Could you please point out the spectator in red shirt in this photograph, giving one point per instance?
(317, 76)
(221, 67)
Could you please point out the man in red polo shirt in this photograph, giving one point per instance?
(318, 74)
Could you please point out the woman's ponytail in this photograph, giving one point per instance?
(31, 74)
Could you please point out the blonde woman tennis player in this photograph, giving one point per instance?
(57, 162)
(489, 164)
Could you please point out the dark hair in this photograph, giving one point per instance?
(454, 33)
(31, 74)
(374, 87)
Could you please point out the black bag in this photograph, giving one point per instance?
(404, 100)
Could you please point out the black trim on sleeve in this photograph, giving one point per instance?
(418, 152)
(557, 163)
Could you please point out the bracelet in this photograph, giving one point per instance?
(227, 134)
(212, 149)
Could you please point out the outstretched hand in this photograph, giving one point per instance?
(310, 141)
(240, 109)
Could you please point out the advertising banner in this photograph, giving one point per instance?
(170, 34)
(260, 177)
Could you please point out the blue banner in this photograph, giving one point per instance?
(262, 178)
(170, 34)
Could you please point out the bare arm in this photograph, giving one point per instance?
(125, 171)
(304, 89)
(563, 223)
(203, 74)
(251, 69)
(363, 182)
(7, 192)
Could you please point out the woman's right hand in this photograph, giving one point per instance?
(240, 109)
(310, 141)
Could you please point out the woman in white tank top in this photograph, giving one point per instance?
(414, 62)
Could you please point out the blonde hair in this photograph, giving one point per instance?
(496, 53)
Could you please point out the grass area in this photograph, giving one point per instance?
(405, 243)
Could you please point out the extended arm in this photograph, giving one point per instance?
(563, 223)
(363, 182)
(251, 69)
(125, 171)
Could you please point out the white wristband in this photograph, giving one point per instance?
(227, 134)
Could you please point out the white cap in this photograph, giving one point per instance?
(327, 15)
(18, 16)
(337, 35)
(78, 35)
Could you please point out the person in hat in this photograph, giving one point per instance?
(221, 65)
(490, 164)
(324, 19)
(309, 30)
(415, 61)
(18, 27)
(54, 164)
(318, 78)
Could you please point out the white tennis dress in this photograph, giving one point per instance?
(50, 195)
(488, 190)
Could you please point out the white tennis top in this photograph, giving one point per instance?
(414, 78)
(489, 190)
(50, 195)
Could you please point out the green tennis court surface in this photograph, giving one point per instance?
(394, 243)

--- WRITTEN EXERCISE ---
Reproduce the entire listing above line for line, without changing any wording or any coordinate pair.

--- RESULT OF THIS EXERCISE ---
Could you please point out the spectator in red shirt in this photograph, giving one point per instance?
(317, 76)
(221, 67)
Could you please point out the man in red polo shirt in this photograph, giving one point per instance?
(318, 74)
Could you please point out the woman's ponytail in this photograph, giving one point per instance?
(31, 74)
Could you please point out the blonde woman tennis player in this photograph, giving one point per instance?
(57, 162)
(489, 164)
Could you please point out the dark hair in this photograph, giving one point per instance?
(454, 33)
(31, 74)
(374, 87)
Could you please point out the black bag in this photograph, giving one point per instance?
(404, 100)
Could you please point out the black trim on sleeve in this photograph, giving one point per instance?
(418, 152)
(557, 163)
Could you please point out the bracelet in this photograph, giving one point per instance?
(227, 134)
(212, 149)
Could you please point out the outstretched hand in this photograph, giving one point per instance?
(310, 141)
(240, 109)
Could you please point out the advertising banner in this photograph, giving one point per instance?
(170, 34)
(260, 177)
Could you please point out the blue banner in this photograph, giving one point per instance?
(262, 178)
(170, 34)
Could you please point out the bare arm in this photograph, giving one point per instance?
(125, 171)
(304, 89)
(563, 223)
(203, 74)
(251, 69)
(363, 182)
(7, 192)
Could you please point out the woman's right hand in this photograph, giving one point per instance?
(240, 109)
(310, 141)
Could you please point out the woman in white tank top in this photograph, giving one point per instance?
(414, 62)
Could you please point out the blonde hair in this photograph, giving one point per instance?
(496, 53)
Could you please point out the grass area in this photograph, giving one point per instance?
(405, 243)
Could you please point out the extended arm in this photograph, giving one point per instance?
(563, 223)
(363, 182)
(251, 69)
(125, 171)
Could you please point out the white wristband in this photograph, giving one point per instance?
(227, 134)
Could you please point out the white cap in this photograph, giving one point per instance?
(327, 15)
(18, 16)
(337, 35)
(78, 35)
Could you please point out the person in hat in this photograph, giving one point per instance?
(221, 65)
(490, 164)
(324, 19)
(309, 30)
(415, 61)
(18, 27)
(54, 164)
(318, 78)
Could you please point out the white tennis dress in this photograph, giving one point per instance?
(50, 195)
(488, 190)
Could you please point out the white tennis top in this photograph, giving one point per instance?
(414, 78)
(489, 190)
(50, 195)
Could you please point out the green tennis court surface in this photograph, giving one point per instance?
(394, 243)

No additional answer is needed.